= What the task asks =
Only a number is expected: how many lines in these records mention the word "below"?

= The records =
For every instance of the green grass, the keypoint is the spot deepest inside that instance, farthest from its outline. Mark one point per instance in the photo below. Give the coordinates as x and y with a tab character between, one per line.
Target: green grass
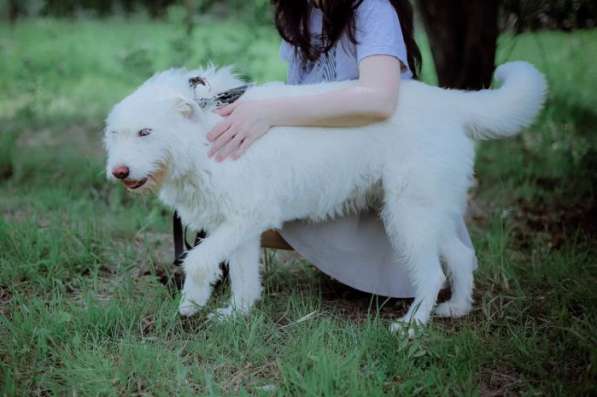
83	307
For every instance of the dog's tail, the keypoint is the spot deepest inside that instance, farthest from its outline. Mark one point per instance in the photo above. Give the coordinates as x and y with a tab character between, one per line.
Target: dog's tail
503	112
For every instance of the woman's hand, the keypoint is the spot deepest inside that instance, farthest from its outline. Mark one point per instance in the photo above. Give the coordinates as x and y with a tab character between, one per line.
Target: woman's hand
243	123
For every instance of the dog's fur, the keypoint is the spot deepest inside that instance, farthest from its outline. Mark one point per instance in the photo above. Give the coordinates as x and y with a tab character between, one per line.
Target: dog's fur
418	163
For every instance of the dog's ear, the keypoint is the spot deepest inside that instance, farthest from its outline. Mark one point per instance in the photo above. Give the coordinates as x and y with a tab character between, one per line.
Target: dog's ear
184	107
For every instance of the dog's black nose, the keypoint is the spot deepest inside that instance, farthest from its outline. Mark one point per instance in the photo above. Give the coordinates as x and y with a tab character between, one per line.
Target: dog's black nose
121	172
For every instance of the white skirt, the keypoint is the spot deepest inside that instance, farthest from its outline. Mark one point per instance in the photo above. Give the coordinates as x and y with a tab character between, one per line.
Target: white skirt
355	251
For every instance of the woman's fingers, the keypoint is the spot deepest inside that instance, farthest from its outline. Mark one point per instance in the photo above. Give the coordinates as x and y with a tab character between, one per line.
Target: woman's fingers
222	140
248	141
219	129
226	110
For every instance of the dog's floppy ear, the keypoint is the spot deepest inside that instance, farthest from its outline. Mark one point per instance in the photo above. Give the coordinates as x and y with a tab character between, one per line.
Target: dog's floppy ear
184	107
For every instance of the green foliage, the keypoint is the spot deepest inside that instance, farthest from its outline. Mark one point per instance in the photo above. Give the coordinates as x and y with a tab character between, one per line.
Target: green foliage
82	306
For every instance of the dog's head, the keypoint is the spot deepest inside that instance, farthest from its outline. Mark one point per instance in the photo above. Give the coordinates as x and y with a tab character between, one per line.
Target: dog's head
153	132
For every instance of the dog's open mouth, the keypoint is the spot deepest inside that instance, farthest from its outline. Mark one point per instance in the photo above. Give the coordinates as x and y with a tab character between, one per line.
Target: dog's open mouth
133	184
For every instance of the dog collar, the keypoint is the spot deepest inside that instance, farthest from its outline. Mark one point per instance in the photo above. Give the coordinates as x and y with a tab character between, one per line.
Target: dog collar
223	98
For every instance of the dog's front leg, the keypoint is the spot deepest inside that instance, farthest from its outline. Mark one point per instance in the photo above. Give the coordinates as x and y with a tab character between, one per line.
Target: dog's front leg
202	264
245	279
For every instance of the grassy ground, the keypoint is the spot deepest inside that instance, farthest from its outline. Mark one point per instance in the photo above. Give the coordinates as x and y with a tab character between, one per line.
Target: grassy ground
83	305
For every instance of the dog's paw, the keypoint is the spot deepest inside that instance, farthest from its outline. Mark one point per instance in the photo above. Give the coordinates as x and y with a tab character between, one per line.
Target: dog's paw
452	309
188	307
407	327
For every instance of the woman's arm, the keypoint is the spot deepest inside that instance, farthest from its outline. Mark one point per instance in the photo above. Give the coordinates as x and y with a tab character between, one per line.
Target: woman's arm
372	98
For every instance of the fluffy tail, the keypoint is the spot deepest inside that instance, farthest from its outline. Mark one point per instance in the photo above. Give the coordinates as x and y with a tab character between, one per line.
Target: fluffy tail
503	112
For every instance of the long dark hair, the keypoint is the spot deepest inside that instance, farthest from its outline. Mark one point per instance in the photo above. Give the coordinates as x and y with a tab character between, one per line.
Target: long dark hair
292	22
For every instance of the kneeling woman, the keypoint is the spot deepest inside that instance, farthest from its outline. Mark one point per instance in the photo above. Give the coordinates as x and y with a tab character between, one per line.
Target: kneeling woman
371	42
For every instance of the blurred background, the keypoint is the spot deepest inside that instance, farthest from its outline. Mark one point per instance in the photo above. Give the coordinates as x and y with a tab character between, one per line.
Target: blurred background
75	251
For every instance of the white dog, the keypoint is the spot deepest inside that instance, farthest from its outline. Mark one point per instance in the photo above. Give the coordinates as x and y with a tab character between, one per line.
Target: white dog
420	161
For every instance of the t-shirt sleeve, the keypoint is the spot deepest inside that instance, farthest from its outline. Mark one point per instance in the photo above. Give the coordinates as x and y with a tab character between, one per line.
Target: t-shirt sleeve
378	31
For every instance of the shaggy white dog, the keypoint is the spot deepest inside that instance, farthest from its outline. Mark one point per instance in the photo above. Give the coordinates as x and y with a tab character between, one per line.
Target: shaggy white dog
418	164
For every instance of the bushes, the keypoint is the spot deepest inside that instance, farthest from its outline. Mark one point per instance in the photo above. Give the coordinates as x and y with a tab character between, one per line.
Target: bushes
549	14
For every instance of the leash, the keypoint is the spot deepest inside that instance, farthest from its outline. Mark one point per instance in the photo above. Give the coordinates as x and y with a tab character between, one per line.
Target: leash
223	98
179	233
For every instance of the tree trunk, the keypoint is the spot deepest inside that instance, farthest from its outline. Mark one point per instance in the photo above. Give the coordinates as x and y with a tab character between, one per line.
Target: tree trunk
13	11
463	38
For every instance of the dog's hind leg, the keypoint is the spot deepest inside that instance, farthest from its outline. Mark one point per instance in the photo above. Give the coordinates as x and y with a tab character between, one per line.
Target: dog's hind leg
245	281
460	263
197	290
413	231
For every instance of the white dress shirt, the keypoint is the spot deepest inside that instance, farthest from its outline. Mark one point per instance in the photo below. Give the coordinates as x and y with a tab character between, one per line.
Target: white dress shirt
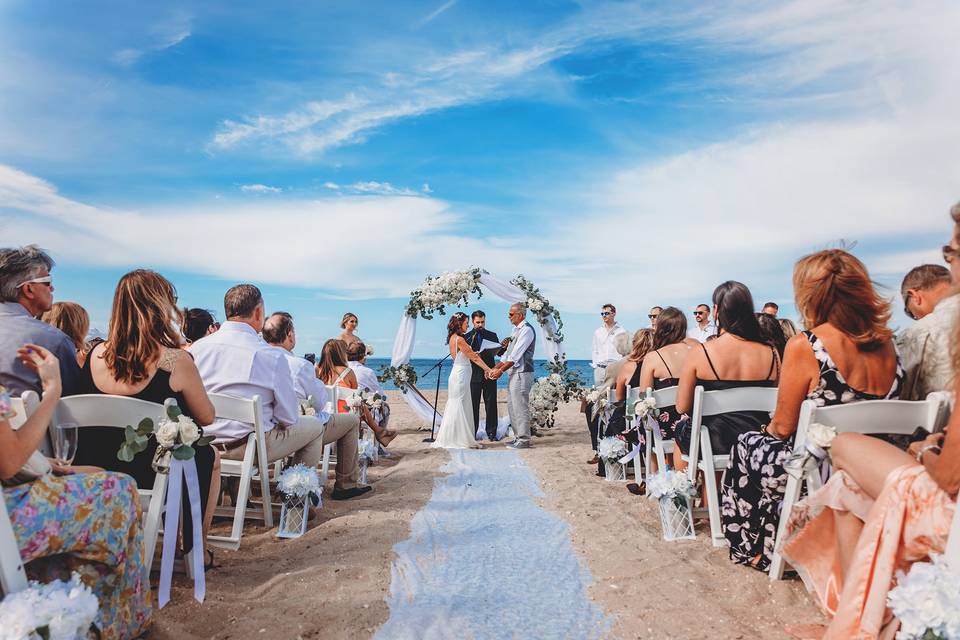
605	345
522	339
366	378
306	383
235	361
701	334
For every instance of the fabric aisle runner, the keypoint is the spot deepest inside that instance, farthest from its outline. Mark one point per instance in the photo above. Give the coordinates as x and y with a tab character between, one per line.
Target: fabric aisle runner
484	561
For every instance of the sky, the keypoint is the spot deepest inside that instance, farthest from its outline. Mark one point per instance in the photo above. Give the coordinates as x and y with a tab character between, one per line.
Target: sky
336	153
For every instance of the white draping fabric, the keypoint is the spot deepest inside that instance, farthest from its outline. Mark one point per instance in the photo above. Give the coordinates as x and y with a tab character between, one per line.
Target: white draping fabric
407	333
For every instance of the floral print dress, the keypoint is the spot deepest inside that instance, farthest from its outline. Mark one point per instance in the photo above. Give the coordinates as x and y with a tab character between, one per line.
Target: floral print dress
754	483
90	522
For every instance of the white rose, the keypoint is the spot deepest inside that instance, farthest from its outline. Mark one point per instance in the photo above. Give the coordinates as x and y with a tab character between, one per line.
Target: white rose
166	433
189	431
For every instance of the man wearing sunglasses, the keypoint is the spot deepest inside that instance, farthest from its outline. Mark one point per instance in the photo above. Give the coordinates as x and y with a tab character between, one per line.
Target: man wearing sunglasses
26	292
604	352
701	329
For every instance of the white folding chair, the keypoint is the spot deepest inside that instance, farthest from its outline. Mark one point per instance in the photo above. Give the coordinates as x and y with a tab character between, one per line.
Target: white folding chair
701	458
255	464
868	417
98	410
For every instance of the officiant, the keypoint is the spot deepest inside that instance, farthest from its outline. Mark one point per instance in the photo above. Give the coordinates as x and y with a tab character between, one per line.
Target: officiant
479	384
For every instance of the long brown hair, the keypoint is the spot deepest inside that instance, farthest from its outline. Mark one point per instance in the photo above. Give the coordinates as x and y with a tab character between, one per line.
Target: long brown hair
333	355
72	319
143	321
833	286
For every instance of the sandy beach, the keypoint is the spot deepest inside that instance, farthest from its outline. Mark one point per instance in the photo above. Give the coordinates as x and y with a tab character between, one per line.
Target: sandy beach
332	582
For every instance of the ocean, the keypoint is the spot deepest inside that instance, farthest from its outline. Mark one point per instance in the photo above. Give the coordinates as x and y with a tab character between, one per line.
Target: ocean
423	365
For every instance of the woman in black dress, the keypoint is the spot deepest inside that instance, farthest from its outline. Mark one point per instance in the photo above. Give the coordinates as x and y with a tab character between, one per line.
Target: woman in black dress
142	359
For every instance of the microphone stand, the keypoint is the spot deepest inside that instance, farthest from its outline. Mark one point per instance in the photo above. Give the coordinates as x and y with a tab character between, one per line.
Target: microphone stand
436	398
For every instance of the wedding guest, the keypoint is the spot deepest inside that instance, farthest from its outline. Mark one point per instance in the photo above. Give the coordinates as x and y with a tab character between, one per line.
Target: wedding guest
929	297
334	370
737	357
702	327
349	325
198	323
26	293
847	356
78	520
142	359
604	350
236	361
74	321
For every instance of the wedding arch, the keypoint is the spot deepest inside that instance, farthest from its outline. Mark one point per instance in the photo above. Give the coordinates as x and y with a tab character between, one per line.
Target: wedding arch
455	288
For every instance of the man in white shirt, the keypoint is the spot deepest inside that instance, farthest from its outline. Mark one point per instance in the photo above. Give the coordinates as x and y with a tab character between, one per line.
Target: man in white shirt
518	360
236	361
604	352
702	328
930	298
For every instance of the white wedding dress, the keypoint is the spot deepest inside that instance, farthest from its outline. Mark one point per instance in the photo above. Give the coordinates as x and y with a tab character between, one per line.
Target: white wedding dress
457	430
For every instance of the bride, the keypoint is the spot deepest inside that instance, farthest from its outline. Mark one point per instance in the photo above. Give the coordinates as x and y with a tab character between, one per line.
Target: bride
458	431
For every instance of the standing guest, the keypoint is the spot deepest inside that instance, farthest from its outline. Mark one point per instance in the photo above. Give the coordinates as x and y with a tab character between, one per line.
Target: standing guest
142	359
74	321
87	521
604	350
335	371
518	360
26	293
480	385
930	298
236	361
198	323
847	356
737	357
349	325
702	327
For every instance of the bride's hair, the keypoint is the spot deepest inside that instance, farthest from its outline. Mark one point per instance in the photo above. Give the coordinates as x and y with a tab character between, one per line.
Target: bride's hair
453	327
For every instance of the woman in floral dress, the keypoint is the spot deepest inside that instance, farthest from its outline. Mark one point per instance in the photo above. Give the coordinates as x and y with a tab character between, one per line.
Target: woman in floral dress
89	520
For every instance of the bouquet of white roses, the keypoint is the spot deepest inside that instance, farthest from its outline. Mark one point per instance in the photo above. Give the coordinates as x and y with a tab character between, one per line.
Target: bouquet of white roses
54	611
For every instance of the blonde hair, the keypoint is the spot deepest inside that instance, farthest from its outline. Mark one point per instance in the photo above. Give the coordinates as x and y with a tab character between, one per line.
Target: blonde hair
833	286
72	319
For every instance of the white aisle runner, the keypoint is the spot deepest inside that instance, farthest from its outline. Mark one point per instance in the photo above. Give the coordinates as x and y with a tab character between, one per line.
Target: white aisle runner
485	562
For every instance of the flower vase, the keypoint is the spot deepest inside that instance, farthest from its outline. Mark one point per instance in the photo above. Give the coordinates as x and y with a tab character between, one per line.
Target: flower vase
293	517
614	471
676	518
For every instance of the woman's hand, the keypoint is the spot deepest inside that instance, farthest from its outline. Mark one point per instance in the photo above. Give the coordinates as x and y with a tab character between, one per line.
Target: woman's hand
46	365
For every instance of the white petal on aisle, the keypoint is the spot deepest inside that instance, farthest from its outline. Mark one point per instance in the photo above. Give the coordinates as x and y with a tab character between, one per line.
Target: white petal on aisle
484	561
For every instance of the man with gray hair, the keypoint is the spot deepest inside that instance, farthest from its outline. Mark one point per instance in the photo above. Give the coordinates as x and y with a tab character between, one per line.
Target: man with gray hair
519	361
26	292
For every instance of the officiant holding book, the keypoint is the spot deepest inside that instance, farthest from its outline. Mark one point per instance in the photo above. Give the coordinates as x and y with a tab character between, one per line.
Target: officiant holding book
485	343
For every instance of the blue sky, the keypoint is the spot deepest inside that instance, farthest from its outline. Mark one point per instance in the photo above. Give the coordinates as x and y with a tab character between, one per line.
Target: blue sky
336	153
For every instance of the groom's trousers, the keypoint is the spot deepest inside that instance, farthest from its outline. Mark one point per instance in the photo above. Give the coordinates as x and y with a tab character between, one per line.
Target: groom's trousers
518	403
487	389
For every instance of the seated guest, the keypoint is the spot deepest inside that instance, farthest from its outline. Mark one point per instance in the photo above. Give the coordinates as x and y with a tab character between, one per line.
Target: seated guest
847	356
198	323
87	521
334	371
142	359
74	321
236	361
737	357
660	372
26	293
929	297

= Task output =
2